ACTION ITEM | Reproduce the records without their pictures, keeping every word as it is.

DATASET RECORDS |
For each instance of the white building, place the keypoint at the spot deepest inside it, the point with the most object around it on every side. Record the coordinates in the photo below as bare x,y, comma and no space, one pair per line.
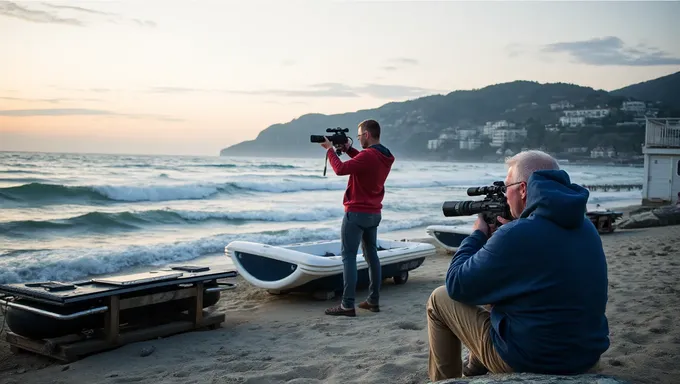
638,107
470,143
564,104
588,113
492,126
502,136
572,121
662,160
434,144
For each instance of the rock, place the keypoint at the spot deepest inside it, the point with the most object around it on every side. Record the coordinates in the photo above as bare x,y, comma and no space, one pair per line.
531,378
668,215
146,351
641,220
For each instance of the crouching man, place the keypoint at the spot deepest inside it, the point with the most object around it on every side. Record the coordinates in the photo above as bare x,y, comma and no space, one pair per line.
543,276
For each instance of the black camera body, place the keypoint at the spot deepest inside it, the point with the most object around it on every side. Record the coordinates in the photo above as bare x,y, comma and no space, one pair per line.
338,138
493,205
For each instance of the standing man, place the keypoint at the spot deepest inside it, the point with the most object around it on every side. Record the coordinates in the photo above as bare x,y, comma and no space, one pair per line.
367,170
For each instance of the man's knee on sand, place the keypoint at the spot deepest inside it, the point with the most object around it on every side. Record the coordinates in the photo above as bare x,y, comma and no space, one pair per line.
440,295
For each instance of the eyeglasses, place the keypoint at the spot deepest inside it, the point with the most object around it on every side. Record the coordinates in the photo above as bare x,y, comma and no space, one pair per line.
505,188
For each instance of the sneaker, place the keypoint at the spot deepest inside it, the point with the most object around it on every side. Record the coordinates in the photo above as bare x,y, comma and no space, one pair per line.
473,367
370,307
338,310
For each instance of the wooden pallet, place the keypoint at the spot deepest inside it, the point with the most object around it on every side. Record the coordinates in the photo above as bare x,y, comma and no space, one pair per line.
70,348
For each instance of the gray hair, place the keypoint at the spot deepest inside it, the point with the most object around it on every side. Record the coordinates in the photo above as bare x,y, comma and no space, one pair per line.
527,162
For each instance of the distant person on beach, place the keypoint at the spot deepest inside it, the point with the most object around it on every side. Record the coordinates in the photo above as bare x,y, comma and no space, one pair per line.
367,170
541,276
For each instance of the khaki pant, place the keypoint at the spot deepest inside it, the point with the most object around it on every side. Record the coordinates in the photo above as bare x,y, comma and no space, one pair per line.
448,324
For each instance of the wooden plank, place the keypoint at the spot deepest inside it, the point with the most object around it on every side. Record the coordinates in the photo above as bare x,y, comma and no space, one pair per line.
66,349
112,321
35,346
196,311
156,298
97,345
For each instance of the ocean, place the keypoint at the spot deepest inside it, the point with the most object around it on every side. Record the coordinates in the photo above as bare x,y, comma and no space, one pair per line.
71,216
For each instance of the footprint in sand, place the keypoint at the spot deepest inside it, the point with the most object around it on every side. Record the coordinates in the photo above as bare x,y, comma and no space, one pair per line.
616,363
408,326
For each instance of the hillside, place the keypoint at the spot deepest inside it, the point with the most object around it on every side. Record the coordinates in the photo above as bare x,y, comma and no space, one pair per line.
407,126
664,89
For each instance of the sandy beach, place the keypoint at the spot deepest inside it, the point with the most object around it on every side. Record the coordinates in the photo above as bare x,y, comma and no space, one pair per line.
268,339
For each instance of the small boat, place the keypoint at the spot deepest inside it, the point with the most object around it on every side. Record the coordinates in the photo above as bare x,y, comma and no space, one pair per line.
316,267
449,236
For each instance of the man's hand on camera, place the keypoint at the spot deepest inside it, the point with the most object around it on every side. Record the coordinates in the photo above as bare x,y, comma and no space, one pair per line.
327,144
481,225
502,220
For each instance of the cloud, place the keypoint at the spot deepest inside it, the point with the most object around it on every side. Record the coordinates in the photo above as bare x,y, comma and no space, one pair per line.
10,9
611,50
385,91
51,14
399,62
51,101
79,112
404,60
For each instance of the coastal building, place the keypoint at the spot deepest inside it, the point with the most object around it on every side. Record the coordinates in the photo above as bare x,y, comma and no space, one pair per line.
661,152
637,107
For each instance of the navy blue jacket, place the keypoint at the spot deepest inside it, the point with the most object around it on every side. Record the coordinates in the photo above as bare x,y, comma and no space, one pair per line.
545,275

ANSWER TO THIS PROBLEM |
For each instance of the white building, place the keypoint at the spot deepest inside it, the point with the most object around it on every side. Record the coordinates in the photo below as bare x,y, comma and no space, one pair per line.
638,107
470,143
564,104
588,113
492,126
502,136
572,121
662,160
434,144
For each instance of the rock, place the keypoint at the spot deepest inside it, the point with the most object around it on every side. Record the coordinates in the photo above as bare x,y, comma and no space, one pair per line.
531,378
668,215
146,351
641,220
For each instance of the crouching man, place the keypoint at the spot deepest inside it, the point with the most object around it on every side. Record the coordinates in the photo above as bare x,y, comma and no space, one pair per line.
543,276
For each instance of the black camera body, place the keypoint at the spot deepest inside it, the point with the most object around it on every side. Record the coordinates in the photo above as bare x,y, comma and no space, one pair per line.
338,138
493,205
For each instance of the standing man, place the keypoint at the spot deepest inside it, the point with the most object around it on every side. Record the coordinates in the photo above as bare x,y, comma and no space, one pair per line.
367,170
For each instance of the man's knee on sand, place the keypoint at the spot deepest inside it, the point with the most object around it on every side. Record the coordinates in the photo above as bare x,y, comma and no space, one pair per line.
440,295
For each instance of the eyeglasses, place the keypoint at the spot deepest inside it, the point with the most object around it on every side. Record the coordinates in the photo above as bare x,y, comma and no space, one pair per line.
505,188
For each instance of the sneaker, place the keypoint at the spot deepest inside it, the point with the most object around it on every side. Record the coordinates in the photo above as bare x,y, comma and no space, one pair per line.
473,367
370,307
338,310
For each instance of the wooden pallet, place the keypoint at the spot deepest inside it, the point with the most object around it on every side. Record the coordinates in the photo above as bare x,y, comma and no space, one pair per line.
70,348
For each instance of the gray hair, place the keypoint at the spot deepest inside it, the point with the most object around it on every side. Record the coordinates in the photo above as bare x,y, comma and no space, one pair per line.
527,162
For each instance of the distant person on beach, place the keypoint at the spot deepest inside it, the point with the most object around it on every side. Record the coordinates in the photo above as bare x,y, comma and no space, one pair per line.
367,170
541,276
For each instance of the khaki pant, place the keypoint at the spot deepest inside it, the point with the most object around it on every side. Record the coordinates in the photo above as bare x,y, comma and no space, one pair per line.
448,324
For each instance of the wooden plank, place the keypoint at the spot deepest inside it, the point with the most object around it on every side. Record the coordinates in the photo above as bare x,y, comma and no space, one pair per line.
66,349
112,321
35,346
196,311
156,298
97,345
For each instance of the ocean, place the keypoint at the spot deepest inside it, the point with the most object around it on every side. Record the coordinates in the photo above as bare x,y, comma and no space, one pair per line.
71,216
For each instance of the footprint in sand, place the keypoint at the spot deepest inside it, the point with the most object around it on every side. Record the coordinates in the photo above as bare x,y, comma and no space, one pair per line.
616,363
408,326
For each instance of the hillside, place the keypoint at the spot deepest inside it, the point with the most object around it on every side. Record the coordinates in the photo above as bare x,y, comma and no space, one pair per line.
407,126
664,89
For each instance of the sandy beach, place the keypoint at the spot deepest inside it, the point with the most object around it on every side. Record the coordinates in the photo above as bare x,y, comma and no space, one pair per line.
268,339
For each instance of the small boat, place the keypoint at the spot deepest inside it, the point with the most object around it on every side. Record the coordinates in the photo above as bare x,y, comma and no space, one pair per line.
316,267
449,236
For each instance of the man's hand on camera, place the keypoint at the spot deepest inside it, the point with the most object around it on every side. Record the coordinates in the photo above as bare x,y, comma and no space, one pair per line.
327,144
481,225
502,220
For each instance of the cloud, place the keypoint at the spot deepest inside it, the point with the most object around it on every side. Record the coordinates in the photo above as bare x,y, comma and no space, one pair per line.
10,9
611,50
385,91
51,14
399,62
51,101
79,112
404,60
For each instance of the coastal building, place the keypoint at the spot deepest inside it, the point with the most object around it on every side. Record the coordinates in the photo above as bare x,y, comma and no space, one pair per line.
661,152
637,107
For each instance of the navy blue jacket, place the keypoint at the spot deepest inside it, the point with the most object around it on every side. Record the coordinates in the photo above as bare x,y, comma and no space, one pair per line.
545,275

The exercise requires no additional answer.